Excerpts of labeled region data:

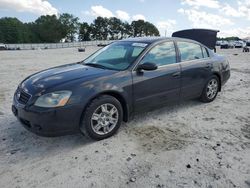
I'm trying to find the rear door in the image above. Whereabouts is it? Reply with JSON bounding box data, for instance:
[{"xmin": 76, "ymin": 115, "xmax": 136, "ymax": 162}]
[
  {"xmin": 132, "ymin": 41, "xmax": 180, "ymax": 112},
  {"xmin": 177, "ymin": 41, "xmax": 212, "ymax": 99}
]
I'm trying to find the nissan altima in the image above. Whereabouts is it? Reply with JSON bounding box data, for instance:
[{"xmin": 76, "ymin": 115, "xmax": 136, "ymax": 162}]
[{"xmin": 12, "ymin": 37, "xmax": 230, "ymax": 140}]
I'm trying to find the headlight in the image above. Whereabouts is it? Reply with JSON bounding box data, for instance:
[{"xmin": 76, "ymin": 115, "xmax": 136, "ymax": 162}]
[{"xmin": 35, "ymin": 91, "xmax": 72, "ymax": 108}]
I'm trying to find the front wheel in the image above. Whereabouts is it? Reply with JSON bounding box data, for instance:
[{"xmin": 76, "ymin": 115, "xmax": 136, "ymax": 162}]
[
  {"xmin": 200, "ymin": 76, "xmax": 220, "ymax": 103},
  {"xmin": 80, "ymin": 95, "xmax": 123, "ymax": 140}
]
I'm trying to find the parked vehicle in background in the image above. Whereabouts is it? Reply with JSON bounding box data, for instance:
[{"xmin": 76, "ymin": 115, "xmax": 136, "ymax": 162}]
[
  {"xmin": 234, "ymin": 41, "xmax": 244, "ymax": 48},
  {"xmin": 0, "ymin": 43, "xmax": 7, "ymax": 50},
  {"xmin": 12, "ymin": 37, "xmax": 230, "ymax": 140},
  {"xmin": 216, "ymin": 40, "xmax": 222, "ymax": 46},
  {"xmin": 243, "ymin": 41, "xmax": 250, "ymax": 52},
  {"xmin": 228, "ymin": 41, "xmax": 234, "ymax": 48},
  {"xmin": 220, "ymin": 41, "xmax": 229, "ymax": 49}
]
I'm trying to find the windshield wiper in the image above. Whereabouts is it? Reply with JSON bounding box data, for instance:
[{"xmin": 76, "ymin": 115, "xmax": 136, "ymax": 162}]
[{"xmin": 83, "ymin": 63, "xmax": 107, "ymax": 69}]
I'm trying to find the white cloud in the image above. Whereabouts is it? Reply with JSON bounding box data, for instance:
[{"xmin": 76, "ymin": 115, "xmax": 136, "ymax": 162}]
[
  {"xmin": 181, "ymin": 0, "xmax": 220, "ymax": 9},
  {"xmin": 238, "ymin": 0, "xmax": 250, "ymax": 20},
  {"xmin": 178, "ymin": 8, "xmax": 234, "ymax": 29},
  {"xmin": 221, "ymin": 3, "xmax": 243, "ymax": 17},
  {"xmin": 156, "ymin": 19, "xmax": 176, "ymax": 29},
  {"xmin": 132, "ymin": 14, "xmax": 146, "ymax": 21},
  {"xmin": 115, "ymin": 10, "xmax": 130, "ymax": 21},
  {"xmin": 90, "ymin": 5, "xmax": 114, "ymax": 18},
  {"xmin": 218, "ymin": 27, "xmax": 250, "ymax": 39},
  {"xmin": 156, "ymin": 19, "xmax": 176, "ymax": 36},
  {"xmin": 0, "ymin": 0, "xmax": 58, "ymax": 15}
]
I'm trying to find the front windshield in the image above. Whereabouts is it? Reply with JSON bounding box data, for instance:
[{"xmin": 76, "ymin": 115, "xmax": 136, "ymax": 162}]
[{"xmin": 83, "ymin": 41, "xmax": 147, "ymax": 70}]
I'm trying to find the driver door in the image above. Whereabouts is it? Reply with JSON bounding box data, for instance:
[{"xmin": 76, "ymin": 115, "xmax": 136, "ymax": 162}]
[{"xmin": 132, "ymin": 41, "xmax": 181, "ymax": 112}]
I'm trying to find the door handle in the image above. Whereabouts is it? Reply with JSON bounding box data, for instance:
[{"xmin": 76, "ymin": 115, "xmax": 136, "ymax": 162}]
[
  {"xmin": 205, "ymin": 63, "xmax": 211, "ymax": 69},
  {"xmin": 172, "ymin": 72, "xmax": 181, "ymax": 78}
]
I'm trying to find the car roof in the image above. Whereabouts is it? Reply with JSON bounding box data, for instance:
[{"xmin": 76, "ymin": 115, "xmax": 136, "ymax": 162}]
[{"xmin": 120, "ymin": 37, "xmax": 200, "ymax": 44}]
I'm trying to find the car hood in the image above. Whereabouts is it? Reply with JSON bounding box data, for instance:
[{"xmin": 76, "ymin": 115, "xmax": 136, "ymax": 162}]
[{"xmin": 21, "ymin": 63, "xmax": 115, "ymax": 93}]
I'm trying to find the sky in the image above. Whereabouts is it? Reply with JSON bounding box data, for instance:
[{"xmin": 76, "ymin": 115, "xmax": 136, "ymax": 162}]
[{"xmin": 0, "ymin": 0, "xmax": 250, "ymax": 38}]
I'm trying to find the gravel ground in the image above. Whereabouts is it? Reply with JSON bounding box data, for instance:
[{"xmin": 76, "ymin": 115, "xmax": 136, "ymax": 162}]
[{"xmin": 0, "ymin": 47, "xmax": 250, "ymax": 188}]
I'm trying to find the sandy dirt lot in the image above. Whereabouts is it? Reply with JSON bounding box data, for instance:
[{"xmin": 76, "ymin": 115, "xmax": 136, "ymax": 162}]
[{"xmin": 0, "ymin": 47, "xmax": 250, "ymax": 188}]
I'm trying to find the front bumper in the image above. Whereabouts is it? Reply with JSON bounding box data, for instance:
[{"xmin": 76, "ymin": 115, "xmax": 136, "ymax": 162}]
[{"xmin": 12, "ymin": 99, "xmax": 82, "ymax": 136}]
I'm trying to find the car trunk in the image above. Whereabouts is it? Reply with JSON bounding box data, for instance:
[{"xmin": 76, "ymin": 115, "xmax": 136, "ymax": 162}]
[{"xmin": 172, "ymin": 29, "xmax": 219, "ymax": 49}]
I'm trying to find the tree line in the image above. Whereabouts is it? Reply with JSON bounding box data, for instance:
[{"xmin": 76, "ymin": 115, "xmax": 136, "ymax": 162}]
[{"xmin": 0, "ymin": 13, "xmax": 159, "ymax": 43}]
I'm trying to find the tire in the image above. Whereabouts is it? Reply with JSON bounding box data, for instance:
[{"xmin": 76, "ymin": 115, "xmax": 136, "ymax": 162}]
[
  {"xmin": 200, "ymin": 75, "xmax": 220, "ymax": 103},
  {"xmin": 80, "ymin": 95, "xmax": 123, "ymax": 140}
]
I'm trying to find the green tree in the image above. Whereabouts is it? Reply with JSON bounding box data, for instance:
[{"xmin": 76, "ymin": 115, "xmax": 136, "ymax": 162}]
[
  {"xmin": 108, "ymin": 17, "xmax": 123, "ymax": 40},
  {"xmin": 90, "ymin": 17, "xmax": 109, "ymax": 40},
  {"xmin": 143, "ymin": 22, "xmax": 160, "ymax": 36},
  {"xmin": 131, "ymin": 20, "xmax": 160, "ymax": 37},
  {"xmin": 78, "ymin": 22, "xmax": 91, "ymax": 41},
  {"xmin": 33, "ymin": 15, "xmax": 64, "ymax": 42},
  {"xmin": 0, "ymin": 17, "xmax": 29, "ymax": 43},
  {"xmin": 59, "ymin": 13, "xmax": 80, "ymax": 42}
]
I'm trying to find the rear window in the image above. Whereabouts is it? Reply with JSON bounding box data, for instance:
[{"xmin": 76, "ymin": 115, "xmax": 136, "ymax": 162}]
[
  {"xmin": 202, "ymin": 46, "xmax": 209, "ymax": 58},
  {"xmin": 177, "ymin": 42, "xmax": 203, "ymax": 61}
]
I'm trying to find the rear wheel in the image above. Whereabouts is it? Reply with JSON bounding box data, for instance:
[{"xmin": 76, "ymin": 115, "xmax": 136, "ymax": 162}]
[
  {"xmin": 200, "ymin": 75, "xmax": 220, "ymax": 103},
  {"xmin": 80, "ymin": 95, "xmax": 123, "ymax": 140}
]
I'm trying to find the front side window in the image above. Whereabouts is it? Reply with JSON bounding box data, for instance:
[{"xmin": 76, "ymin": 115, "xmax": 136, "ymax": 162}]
[
  {"xmin": 141, "ymin": 42, "xmax": 176, "ymax": 66},
  {"xmin": 202, "ymin": 46, "xmax": 209, "ymax": 58},
  {"xmin": 177, "ymin": 42, "xmax": 203, "ymax": 61},
  {"xmin": 83, "ymin": 41, "xmax": 148, "ymax": 70}
]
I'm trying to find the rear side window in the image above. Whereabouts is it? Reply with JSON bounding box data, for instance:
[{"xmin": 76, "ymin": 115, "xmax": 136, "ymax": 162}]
[
  {"xmin": 141, "ymin": 42, "xmax": 176, "ymax": 66},
  {"xmin": 177, "ymin": 42, "xmax": 203, "ymax": 61},
  {"xmin": 202, "ymin": 46, "xmax": 209, "ymax": 58}
]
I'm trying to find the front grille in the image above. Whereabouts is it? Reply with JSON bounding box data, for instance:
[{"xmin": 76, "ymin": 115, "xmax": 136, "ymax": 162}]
[{"xmin": 16, "ymin": 90, "xmax": 31, "ymax": 104}]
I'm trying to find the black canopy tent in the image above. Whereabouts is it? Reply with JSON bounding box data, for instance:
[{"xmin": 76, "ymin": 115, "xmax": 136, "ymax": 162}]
[{"xmin": 172, "ymin": 29, "xmax": 219, "ymax": 50}]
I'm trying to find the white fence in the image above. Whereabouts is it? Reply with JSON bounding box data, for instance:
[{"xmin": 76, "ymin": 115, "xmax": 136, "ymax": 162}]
[{"xmin": 6, "ymin": 40, "xmax": 114, "ymax": 50}]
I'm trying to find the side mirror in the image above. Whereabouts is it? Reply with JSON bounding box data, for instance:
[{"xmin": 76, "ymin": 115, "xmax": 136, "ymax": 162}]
[{"xmin": 137, "ymin": 62, "xmax": 158, "ymax": 71}]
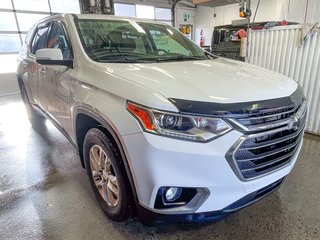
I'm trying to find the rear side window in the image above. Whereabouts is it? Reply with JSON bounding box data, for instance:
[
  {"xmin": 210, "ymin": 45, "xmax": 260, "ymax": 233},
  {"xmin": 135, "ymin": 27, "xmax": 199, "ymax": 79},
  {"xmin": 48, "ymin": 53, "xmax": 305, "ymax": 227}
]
[{"xmin": 31, "ymin": 24, "xmax": 50, "ymax": 54}]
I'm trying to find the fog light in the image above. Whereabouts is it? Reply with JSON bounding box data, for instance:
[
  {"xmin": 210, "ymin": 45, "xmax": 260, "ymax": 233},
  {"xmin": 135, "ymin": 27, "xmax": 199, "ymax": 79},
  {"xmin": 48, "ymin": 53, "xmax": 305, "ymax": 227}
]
[{"xmin": 164, "ymin": 187, "xmax": 182, "ymax": 202}]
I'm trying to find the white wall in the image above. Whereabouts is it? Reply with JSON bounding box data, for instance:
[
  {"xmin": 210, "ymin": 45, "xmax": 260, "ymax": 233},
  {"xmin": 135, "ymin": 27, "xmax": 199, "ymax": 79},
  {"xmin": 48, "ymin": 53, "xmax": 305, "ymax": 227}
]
[
  {"xmin": 194, "ymin": 0, "xmax": 320, "ymax": 45},
  {"xmin": 194, "ymin": 0, "xmax": 281, "ymax": 46}
]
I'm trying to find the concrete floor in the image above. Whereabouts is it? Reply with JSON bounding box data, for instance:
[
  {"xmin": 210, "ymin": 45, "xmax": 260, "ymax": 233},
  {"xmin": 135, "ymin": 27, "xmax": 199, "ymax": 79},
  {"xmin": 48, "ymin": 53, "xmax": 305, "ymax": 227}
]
[{"xmin": 0, "ymin": 95, "xmax": 320, "ymax": 240}]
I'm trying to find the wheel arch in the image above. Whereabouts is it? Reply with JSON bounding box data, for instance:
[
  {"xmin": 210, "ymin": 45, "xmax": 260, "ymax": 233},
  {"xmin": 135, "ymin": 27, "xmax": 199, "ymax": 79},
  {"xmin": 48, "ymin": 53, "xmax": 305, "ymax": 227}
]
[{"xmin": 73, "ymin": 106, "xmax": 139, "ymax": 203}]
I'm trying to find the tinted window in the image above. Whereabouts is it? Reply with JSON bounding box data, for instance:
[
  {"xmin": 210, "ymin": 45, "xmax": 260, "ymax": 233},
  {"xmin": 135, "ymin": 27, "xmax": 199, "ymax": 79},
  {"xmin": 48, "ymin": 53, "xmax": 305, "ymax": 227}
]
[
  {"xmin": 76, "ymin": 19, "xmax": 207, "ymax": 62},
  {"xmin": 46, "ymin": 22, "xmax": 72, "ymax": 59},
  {"xmin": 31, "ymin": 24, "xmax": 49, "ymax": 54}
]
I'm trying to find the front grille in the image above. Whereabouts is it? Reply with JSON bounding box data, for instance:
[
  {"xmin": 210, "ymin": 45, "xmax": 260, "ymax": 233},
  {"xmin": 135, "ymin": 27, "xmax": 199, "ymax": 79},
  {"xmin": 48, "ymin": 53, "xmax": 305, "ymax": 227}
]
[
  {"xmin": 226, "ymin": 92, "xmax": 307, "ymax": 180},
  {"xmin": 233, "ymin": 123, "xmax": 304, "ymax": 179},
  {"xmin": 236, "ymin": 103, "xmax": 300, "ymax": 130}
]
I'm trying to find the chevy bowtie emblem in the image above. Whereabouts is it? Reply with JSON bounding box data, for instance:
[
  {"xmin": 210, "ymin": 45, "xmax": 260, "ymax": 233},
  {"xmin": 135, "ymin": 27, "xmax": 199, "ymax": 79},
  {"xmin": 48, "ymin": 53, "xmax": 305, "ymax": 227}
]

Your task:
Rewrite the part that opens with the line containing "I'm trying to find the chevy" and continues through the end of the records, putting "badge" in place of "bowtie emblem" and leaving everything else unchanged.

Finished task:
I'm trying to find the chevy badge in the image above. Whereabouts is it? Reply with JSON bounding box data, for instance:
[
  {"xmin": 210, "ymin": 45, "xmax": 260, "ymax": 233},
  {"xmin": 135, "ymin": 27, "xmax": 199, "ymax": 79},
  {"xmin": 48, "ymin": 53, "xmax": 305, "ymax": 227}
]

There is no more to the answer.